AUFGABE —
Schreibe den Beschluss zur Amtshaftung des TÜV-Prüfers im Anschluss an seinen letzten Satz weiter.

Schutzzweck der Amtspflichten des amtlichen Sachverständigen für den Kraftfahrzeugverkehr ("TÜV-Prüfer") im Rahmen der Amtshaftung nach §§ 839 BGB, Art. 34 GG


BGH, Beschluß vom 30.9.2004 - III ZR 194/04


Fundstelle:

noch nicht bekannt


Amtl. Leitsatz:

Der Grundsatz, daß die den amtlichen Sachverständigen für den Kraftfahrzeugverkehr bei der technischen Prüfung nach § 21 Satz 3 StVZO treffenden Amtspflichten nicht dem Schutz des Vermögens des zukünftigen Fahrzeugerwerbers dienen, gilt auch, soweit die generelle Benutzbarkeit des Fahrzeugs in Frage steht.

DATENAUSZUG —
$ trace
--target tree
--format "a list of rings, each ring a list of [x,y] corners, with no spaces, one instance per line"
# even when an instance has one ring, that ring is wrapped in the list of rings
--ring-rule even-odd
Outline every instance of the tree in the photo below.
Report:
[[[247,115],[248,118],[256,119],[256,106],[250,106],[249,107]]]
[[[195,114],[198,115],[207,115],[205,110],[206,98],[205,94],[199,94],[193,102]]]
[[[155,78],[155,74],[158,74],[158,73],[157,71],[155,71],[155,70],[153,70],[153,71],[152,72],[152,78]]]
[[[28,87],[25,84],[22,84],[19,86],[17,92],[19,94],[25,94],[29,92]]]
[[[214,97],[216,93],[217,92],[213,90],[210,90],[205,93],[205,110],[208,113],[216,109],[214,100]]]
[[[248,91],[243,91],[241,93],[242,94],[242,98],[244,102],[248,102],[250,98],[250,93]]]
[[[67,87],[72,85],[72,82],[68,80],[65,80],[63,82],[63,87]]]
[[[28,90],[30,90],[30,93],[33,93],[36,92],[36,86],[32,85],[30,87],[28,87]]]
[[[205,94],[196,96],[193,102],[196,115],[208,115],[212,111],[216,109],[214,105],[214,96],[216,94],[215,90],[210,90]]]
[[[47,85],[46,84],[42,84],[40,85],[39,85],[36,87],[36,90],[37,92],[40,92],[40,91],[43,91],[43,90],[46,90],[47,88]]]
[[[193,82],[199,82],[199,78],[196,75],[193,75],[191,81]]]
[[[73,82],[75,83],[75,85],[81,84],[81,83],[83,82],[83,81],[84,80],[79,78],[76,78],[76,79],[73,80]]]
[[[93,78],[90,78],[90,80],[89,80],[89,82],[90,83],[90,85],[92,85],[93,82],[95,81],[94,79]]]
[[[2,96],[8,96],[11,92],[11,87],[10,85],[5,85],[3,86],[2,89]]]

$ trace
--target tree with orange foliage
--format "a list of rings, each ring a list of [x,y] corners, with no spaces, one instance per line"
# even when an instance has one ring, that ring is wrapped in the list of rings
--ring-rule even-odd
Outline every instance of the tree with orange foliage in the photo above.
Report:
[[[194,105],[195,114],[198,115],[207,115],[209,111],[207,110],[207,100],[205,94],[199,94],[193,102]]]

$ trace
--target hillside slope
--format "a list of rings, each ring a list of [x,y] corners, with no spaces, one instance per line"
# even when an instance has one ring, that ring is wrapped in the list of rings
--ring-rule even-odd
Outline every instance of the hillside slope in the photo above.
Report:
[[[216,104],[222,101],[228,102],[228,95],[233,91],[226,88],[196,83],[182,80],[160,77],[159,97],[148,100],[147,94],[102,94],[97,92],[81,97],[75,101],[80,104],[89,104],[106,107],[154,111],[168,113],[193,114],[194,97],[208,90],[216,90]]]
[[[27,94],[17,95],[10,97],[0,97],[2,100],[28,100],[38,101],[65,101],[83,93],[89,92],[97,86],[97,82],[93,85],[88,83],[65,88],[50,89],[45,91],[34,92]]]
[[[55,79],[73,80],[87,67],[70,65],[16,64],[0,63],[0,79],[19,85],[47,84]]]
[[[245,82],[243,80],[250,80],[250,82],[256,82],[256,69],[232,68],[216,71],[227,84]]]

ANTWORT —
Gründe:

1. Der Kläger kaufte bei einem Fahrzeughändler ein Reisemobil. Der Verkäufer führte das Fahrzeug zum Zwecke der Erteilung einer Betriebserlaubnis nach § 21 StVZO dem TÜV Nord in H. vor. Ein Ingenieur des TÜV erteilte am 5. Oktober 1999 ein Gutachten zur Vorlage beim Straßenverkehrsamt für die Ausfertigung eines Fahrzeugbriefs, in dem er feststellte, daß das Fahrzeug den geltenden Vorschriften entspreche.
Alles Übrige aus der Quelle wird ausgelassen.